Print the listing once more, exactly as it stands.

Task inputs START

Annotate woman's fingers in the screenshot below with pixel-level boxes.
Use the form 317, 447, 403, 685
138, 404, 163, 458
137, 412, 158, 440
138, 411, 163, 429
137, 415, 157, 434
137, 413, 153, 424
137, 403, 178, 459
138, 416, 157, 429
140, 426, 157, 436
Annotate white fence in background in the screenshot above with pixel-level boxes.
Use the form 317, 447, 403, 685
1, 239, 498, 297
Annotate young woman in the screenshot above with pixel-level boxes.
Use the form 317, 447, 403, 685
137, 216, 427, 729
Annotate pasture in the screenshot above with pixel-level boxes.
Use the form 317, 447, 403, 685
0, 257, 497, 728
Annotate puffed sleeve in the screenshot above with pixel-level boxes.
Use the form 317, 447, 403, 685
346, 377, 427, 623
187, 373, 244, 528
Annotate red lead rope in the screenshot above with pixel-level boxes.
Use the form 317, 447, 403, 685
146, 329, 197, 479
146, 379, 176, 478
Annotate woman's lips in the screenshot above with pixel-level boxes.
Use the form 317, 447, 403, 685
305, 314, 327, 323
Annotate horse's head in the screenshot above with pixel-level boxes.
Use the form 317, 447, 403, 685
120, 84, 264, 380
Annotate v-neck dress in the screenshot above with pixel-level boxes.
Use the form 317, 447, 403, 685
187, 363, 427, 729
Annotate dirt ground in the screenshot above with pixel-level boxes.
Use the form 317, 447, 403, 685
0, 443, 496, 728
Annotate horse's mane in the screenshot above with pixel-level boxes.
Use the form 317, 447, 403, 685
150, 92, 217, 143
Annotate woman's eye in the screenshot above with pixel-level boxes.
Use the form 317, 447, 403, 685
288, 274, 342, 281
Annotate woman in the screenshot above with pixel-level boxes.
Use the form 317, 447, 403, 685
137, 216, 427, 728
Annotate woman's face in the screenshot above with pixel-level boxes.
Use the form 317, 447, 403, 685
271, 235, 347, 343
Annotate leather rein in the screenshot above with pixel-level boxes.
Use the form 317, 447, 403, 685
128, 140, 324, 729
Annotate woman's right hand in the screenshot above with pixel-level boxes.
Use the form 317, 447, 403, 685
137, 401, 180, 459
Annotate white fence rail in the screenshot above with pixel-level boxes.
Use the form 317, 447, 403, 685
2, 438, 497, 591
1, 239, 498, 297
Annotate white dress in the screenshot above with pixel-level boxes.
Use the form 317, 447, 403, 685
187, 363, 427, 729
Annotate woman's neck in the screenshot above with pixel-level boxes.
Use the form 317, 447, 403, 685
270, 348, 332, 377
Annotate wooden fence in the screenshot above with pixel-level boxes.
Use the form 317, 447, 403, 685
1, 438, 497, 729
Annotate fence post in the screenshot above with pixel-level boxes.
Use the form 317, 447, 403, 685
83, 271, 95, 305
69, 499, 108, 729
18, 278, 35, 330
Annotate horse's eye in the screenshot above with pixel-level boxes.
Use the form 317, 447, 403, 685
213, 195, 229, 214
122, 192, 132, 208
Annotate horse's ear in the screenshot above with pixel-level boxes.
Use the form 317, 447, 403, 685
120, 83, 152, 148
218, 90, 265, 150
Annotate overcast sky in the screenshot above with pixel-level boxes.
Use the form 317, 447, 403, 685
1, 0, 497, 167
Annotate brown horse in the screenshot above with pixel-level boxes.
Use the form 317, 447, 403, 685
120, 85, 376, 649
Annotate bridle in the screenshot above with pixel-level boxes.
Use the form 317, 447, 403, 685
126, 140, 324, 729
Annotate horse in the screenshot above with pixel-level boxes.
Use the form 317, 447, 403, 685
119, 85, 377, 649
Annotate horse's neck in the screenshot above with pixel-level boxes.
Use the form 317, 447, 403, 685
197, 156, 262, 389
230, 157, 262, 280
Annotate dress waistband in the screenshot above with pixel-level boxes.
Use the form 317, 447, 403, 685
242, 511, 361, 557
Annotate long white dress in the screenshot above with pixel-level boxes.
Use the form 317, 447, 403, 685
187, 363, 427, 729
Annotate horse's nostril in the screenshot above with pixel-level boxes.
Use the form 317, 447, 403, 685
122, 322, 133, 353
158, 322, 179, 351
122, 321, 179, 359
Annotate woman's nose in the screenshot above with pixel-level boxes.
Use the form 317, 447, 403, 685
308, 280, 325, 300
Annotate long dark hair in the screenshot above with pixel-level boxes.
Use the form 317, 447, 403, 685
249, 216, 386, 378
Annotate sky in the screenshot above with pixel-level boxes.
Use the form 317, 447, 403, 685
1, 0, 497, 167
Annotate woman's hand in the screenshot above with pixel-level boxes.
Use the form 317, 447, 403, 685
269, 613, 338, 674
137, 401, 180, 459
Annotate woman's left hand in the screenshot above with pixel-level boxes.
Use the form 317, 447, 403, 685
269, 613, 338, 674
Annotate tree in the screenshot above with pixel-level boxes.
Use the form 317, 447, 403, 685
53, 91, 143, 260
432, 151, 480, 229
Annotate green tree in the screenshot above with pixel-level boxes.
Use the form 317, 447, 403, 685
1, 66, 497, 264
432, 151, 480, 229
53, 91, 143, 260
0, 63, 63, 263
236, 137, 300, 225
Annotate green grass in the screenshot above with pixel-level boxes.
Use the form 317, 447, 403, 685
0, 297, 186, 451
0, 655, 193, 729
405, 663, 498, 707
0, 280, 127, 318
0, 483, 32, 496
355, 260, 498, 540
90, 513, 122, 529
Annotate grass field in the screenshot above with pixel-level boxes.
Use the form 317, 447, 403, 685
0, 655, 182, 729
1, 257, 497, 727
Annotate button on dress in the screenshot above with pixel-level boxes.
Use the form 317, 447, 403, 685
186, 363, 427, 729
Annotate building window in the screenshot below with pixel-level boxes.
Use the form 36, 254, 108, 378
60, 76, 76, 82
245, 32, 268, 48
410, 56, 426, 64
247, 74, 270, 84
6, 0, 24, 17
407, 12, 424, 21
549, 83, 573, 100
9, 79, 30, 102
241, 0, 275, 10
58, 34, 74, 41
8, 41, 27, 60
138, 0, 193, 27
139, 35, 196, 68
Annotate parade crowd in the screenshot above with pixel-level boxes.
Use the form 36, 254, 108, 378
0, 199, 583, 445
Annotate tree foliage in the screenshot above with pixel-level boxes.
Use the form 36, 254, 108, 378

Task inputs END

Task answer.
Annotate woman's fingers in the screenshot below with pixel-level boxes.
Use the form 317, 447, 403, 685
138, 404, 163, 458
137, 412, 158, 440
138, 411, 163, 429
137, 415, 157, 434
137, 413, 153, 424
137, 403, 178, 459
138, 416, 157, 429
140, 426, 157, 436
Annotate white fence in background in the screenshot above with pixel-level boxes.
Use the form 317, 447, 403, 685
1, 239, 498, 297
Annotate young woman in the screenshot above with pixel-level boxes.
Use the form 317, 447, 403, 685
137, 216, 427, 729
Annotate pasture in the screenshot above with pixel-level boxes.
Use the form 317, 447, 403, 685
0, 257, 497, 728
Annotate puffed sleeve in the screenshot above with pixel-level boxes.
Use the form 317, 447, 403, 685
346, 377, 427, 623
187, 373, 244, 528
Annotate red lead rope in the screenshot above with pixel-level boxes.
Use the form 317, 447, 403, 685
146, 329, 197, 479
146, 379, 176, 478
Annotate woman's lips in the screenshot above with pixel-level boxes.
Use the form 317, 447, 403, 685
305, 314, 327, 323
Annotate horse's head in the screenshot above with pixel-level boxes.
Use the form 317, 447, 403, 685
120, 84, 264, 380
Annotate v-neck dress in the screenshot above with pixel-level boxes.
Use the form 317, 447, 403, 685
187, 363, 427, 729
Annotate dirt ground in the screenshot above with pixel-level boxes.
Use the form 317, 447, 403, 685
0, 443, 496, 728
Annotate horse's mane in the screenshot above with pixel-level boxes.
Use the form 317, 447, 403, 685
150, 92, 217, 143
Annotate woman's eye in the screenshot above with pixel-level boxes.
Use the form 317, 447, 403, 685
288, 274, 342, 281
Annotate woman in the screenshot above with pixel-level boxes.
Use the form 317, 447, 403, 685
137, 216, 427, 728
Annotate woman's face in the screenshot above with pixel-level boxes.
Use the form 317, 447, 403, 685
271, 235, 347, 343
Annotate leather rein in the screenshot above with pixel-level boxes.
Use the form 317, 447, 403, 685
128, 140, 324, 729
Annotate woman's right hand in the screenshot above with pixel-level boxes.
Use the form 317, 447, 403, 685
137, 401, 180, 459
Annotate white fence rail in the screenshot above with pixel-level boxes.
Use the form 317, 447, 403, 685
2, 438, 497, 591
1, 239, 498, 297
Annotate white dress in the screenshot above with pixel-level boxes.
Use the form 317, 447, 403, 685
187, 363, 427, 729
Annotate woman's neck in the screenshot above with pixel-level boxes.
Use the form 317, 447, 403, 685
270, 348, 332, 377
Annotate wooden fence in the screenshot above with pixel-level boxes.
Use the form 317, 447, 403, 685
1, 438, 497, 729
Annotate fence post in the screenshot above with pixel-level boxes.
Use the form 317, 447, 403, 685
83, 271, 95, 305
69, 499, 108, 729
18, 278, 35, 330
Annotate horse's eye in the screenshot above with pixel-level boxes.
Use the form 317, 447, 403, 685
213, 195, 229, 214
122, 192, 132, 208
Annotate horse's ear in the screenshot above with pixel-level boxes.
Use the form 317, 447, 403, 685
120, 83, 152, 148
218, 90, 265, 150
Annotate overcast sky in the screenshot above with pixel-level boxes.
Use the form 317, 447, 403, 685
1, 0, 497, 167
Annotate brown horse in the screenshot above with pixel-level boxes.
Use the form 317, 447, 403, 685
120, 85, 376, 649
Annotate bridle in the screenshot above with pixel-level boxes.
Use the form 317, 447, 403, 685
126, 140, 324, 729
Annotate horse in the screenshot above with pixel-level boxes.
Use the form 317, 447, 403, 685
119, 85, 377, 649
Annotate horse's neck in the screenshot above with pixel-level boxes.
Use the form 317, 447, 403, 685
197, 156, 262, 389
230, 157, 262, 280
Annotate dress waistband in the screenshot above with pixel-level boxes.
Use the form 317, 447, 403, 685
242, 511, 361, 557
Annotate long white dress in the screenshot above with pixel-level boxes.
Use the form 317, 447, 403, 685
187, 363, 427, 729
Annotate horse's nostril in the screenshot above with pixel-level boxes.
Use the form 317, 447, 403, 685
122, 322, 133, 353
158, 322, 179, 351
122, 321, 179, 359
Annotate woman's nose in the screenshot above with pixel-level boxes.
Use the form 317, 447, 403, 685
308, 280, 325, 300
Annotate long dark hair in the screenshot above with pixel-level boxes.
Use the form 317, 447, 403, 685
249, 216, 386, 378
Annotate sky in the screenshot above with pixel-level boxes.
Use the form 317, 447, 403, 685
1, 0, 497, 167
Annotate woman's hand in the screenshot above with pixel-level boxes.
Use the form 317, 447, 403, 685
269, 613, 338, 674
137, 401, 180, 459
Annotate woman's left hand in the screenshot above with pixel-level boxes.
Use the form 317, 447, 403, 685
269, 613, 338, 674
Annotate tree in the screenshot above with pixel-level boxes.
Use the form 317, 447, 403, 685
53, 91, 143, 260
432, 151, 480, 229
Annotate green tree in the screenshot above with pixel-level boxes.
Use the form 317, 447, 403, 685
1, 66, 497, 264
432, 151, 480, 229
53, 91, 143, 260
0, 63, 63, 263
236, 137, 300, 225
Annotate green grass in the screenshot above with pixel-level boxes.
Use the form 317, 447, 403, 685
0, 297, 186, 451
0, 655, 193, 729
405, 663, 498, 707
0, 280, 127, 318
0, 483, 32, 496
355, 260, 498, 540
90, 513, 122, 529
Annotate grass field in the screenshot above with pixel-level boxes.
Use the form 317, 447, 403, 685
0, 655, 182, 729
1, 257, 497, 727
Annotate button on dress in the screenshot above with pixel-level boxes.
Use the form 317, 447, 403, 685
186, 363, 427, 729
Annotate building window in the screenshot below with pixel-level boxes.
Use the form 36, 254, 108, 378
60, 76, 76, 82
245, 32, 268, 48
410, 56, 426, 64
247, 74, 270, 84
6, 0, 24, 17
407, 12, 424, 21
549, 83, 573, 100
9, 79, 30, 102
241, 0, 275, 10
58, 34, 74, 41
8, 41, 27, 60
138, 0, 193, 27
139, 35, 196, 68
Annotate parade crowd in the screenshot above with pixel-level boxes.
Use the form 36, 254, 108, 378
0, 199, 583, 445
Annotate tree foliage in the screenshot above with pixel-level boxes.
Use the form 36, 254, 108, 378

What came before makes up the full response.